Lease of claimant’s flat granting parking rights over areas adjoining block – Limited number of lessees so entitled – Landlord having right to specify parking places – Claimant and other eligible lessees parking on forecourt – Landlord excluding all cars from forecourt while carrying out work preparatory to new lettings – Landlord claiming right to terminate parking rights on forecourt – Landlord offering four spaces to eligible lessees – Whether landlord so permitted by lease – Whether landlord’s past and intended conduct amounted to substantial interference
The claimant was one of 13 tenants holding long leases of flats (the eligible flats) in a block of 70 flats in London NW8. By a schedule, the leases gave each lessee the right, in common with others similarly entitled, to park a car “on such part of the retained property as may from time to time be specified by the lessor as reserved for car parking when space is available and subject to such regulations as the lessor may make from time to time.” At all material times before 1977 the area so reserved was a forecourt, which could, with some difficulty, take up to 13 cars.
During the first five months of 1997, the defendant landlord carried out refurbishment work on the forecourt, during which time no parking was possible. On completion of that work, which left the forecourt with 11 marked-out places with lockable posts, the defendant announced that parking on the forecourt would no longer be available to the lessees of the eligible flats. Thereafter, and for the following 14 months, the claimant was unable to use the forecourt, as it was occupied by contractors engaged by the defendant to refurbish some flats that had become vacant and construct two penthouse suites on a newly built fifth floor. In April 2000 the claimant was informed that four parking places would be set aside for lessees of the eligible flats, who would be entitled to use them on a first-come, first-served basis for an annual fee of £50.

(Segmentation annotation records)
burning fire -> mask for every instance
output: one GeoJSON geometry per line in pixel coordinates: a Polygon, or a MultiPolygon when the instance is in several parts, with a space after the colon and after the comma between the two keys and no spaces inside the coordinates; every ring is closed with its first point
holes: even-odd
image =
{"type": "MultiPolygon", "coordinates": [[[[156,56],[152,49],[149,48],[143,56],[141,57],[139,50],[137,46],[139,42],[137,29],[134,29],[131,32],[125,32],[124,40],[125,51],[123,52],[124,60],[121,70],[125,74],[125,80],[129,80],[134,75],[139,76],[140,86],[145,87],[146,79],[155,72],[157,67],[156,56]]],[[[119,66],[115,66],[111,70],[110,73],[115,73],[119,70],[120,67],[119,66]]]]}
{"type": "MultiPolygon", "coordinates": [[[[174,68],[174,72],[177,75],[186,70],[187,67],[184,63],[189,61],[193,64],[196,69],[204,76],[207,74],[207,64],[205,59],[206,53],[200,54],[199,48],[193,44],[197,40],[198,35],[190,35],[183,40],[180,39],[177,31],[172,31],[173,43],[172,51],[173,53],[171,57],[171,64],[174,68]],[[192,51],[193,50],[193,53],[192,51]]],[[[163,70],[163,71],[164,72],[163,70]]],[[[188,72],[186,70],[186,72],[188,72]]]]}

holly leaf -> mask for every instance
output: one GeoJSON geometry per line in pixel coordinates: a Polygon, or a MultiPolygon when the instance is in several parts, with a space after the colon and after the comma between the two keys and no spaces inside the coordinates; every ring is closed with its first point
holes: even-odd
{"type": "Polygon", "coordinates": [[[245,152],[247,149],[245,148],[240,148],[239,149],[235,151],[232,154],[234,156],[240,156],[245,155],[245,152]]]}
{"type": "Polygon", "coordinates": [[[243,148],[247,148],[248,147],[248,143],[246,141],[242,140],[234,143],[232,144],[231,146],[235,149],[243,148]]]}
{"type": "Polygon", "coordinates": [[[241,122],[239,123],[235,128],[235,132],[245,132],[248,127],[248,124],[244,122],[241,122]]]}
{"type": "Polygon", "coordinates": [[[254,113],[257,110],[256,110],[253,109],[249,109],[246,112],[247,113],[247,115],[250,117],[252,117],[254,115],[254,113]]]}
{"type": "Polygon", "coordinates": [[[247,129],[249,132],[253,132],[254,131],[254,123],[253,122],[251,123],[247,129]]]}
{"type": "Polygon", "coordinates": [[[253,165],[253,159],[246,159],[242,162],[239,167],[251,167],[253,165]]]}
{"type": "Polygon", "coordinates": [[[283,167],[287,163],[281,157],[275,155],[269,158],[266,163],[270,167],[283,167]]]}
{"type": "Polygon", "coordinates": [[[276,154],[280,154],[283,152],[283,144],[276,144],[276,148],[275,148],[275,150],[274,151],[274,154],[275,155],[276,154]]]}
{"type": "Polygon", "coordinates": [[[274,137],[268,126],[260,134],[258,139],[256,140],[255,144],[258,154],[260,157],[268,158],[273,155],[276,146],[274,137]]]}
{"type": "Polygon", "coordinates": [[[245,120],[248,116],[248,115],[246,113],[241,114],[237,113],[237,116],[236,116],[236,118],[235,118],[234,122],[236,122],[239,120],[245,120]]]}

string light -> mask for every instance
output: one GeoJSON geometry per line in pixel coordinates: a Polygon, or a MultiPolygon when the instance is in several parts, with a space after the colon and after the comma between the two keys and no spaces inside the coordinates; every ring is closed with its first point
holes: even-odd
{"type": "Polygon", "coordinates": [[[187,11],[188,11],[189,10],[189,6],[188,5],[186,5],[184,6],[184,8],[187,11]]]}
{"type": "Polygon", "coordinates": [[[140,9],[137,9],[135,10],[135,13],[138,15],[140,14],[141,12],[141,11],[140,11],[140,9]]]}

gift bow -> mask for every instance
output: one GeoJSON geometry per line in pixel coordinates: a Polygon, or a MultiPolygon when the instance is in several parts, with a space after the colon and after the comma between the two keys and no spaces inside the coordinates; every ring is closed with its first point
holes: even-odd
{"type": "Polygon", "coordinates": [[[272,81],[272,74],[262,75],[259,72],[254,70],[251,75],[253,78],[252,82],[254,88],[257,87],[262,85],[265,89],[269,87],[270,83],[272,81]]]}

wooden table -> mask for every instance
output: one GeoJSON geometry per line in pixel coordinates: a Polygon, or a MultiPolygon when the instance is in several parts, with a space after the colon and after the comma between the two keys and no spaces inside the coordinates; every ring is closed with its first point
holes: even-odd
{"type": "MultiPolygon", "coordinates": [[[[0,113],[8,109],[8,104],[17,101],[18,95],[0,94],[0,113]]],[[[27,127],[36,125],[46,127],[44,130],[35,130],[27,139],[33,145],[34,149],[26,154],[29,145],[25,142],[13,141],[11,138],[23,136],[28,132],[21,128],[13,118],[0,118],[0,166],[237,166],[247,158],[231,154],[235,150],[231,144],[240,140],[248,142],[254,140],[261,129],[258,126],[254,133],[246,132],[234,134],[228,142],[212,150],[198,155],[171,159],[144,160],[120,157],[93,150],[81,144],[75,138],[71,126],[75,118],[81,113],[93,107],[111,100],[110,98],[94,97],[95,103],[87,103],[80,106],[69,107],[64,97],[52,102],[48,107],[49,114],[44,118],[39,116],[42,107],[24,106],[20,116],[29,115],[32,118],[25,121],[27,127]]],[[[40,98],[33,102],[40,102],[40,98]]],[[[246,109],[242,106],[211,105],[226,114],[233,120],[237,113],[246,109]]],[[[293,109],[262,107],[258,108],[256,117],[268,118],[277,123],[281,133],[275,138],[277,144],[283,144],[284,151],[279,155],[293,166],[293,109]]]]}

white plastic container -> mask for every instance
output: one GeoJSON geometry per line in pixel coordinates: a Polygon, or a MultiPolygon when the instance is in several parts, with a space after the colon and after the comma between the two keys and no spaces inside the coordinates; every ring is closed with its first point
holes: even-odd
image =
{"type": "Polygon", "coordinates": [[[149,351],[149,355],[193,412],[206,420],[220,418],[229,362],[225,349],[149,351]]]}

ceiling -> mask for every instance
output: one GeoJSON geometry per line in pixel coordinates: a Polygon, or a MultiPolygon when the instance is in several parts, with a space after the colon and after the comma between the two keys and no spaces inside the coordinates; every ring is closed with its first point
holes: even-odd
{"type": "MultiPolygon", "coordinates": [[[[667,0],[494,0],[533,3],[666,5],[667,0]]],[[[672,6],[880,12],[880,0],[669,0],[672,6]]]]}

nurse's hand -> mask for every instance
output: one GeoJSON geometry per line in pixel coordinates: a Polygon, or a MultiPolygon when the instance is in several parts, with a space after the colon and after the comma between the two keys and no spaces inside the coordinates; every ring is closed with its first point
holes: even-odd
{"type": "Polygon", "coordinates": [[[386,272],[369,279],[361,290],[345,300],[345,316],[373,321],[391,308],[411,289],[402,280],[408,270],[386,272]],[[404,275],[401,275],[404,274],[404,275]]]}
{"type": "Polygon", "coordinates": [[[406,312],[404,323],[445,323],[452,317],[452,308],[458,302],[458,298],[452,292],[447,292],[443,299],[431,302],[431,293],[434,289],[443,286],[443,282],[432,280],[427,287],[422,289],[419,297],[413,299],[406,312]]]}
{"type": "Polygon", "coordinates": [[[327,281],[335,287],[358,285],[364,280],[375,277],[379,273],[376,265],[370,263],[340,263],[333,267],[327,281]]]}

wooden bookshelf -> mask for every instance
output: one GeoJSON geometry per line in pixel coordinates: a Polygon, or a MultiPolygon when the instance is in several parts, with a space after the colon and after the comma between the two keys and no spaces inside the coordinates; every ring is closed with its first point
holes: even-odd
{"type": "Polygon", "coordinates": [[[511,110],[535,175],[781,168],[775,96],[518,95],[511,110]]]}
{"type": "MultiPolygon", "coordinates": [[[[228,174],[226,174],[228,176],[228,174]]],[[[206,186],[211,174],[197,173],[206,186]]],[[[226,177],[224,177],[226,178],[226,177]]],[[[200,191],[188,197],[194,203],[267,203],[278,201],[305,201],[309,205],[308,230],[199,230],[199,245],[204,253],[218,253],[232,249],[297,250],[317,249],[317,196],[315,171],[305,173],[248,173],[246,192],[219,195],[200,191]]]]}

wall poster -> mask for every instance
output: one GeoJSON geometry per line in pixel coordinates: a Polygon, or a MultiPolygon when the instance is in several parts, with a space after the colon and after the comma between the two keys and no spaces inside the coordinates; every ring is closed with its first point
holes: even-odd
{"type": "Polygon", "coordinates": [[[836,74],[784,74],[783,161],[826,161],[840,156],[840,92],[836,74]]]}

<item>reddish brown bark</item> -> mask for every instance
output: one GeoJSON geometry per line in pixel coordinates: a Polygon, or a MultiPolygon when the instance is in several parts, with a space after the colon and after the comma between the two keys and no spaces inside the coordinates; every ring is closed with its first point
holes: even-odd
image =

Stated goal. In the lease summary, reproduce the passage between "During the first" and "fee of £50.", inclusive, replacing each occurrence of "forecourt" with "courtyard".

Answer to the exercise.
During the first five months of 1997, the defendant landlord carried out refurbishment work on the courtyard, during which time no parking was possible. On completion of that work, which left the courtyard with 11 marked-out places with lockable posts, the defendant announced that parking on the courtyard would no longer be available to the lessees of the eligible flats. Thereafter, and for the following 14 months, the claimant was unable to use the courtyard, as it was occupied by contractors engaged by the defendant to refurbish some flats that had become vacant and construct two penthouse suites on a newly built fifth floor. In April 2000 the claimant was informed that four parking places would be set aside for lessees of the eligible flats, who would be entitled to use them on a first-come, first-served basis for an annual fee of £50.